## MATERIAL TO PROCESS:
>>

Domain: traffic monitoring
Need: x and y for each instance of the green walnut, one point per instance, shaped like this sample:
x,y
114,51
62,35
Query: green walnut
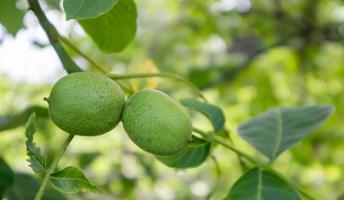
x,y
86,103
156,123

<<

## EXERCISE REQUIREMENTS:
Reproduce each line of the records exactly, and omit every picture.

## RESPONSE AREA:
Domain: traffic monitoring
Need: x and y for each instance of the green walnut, one point per instance, shaped like this sample:
x,y
114,51
62,35
Query: green walnut
x,y
86,103
156,123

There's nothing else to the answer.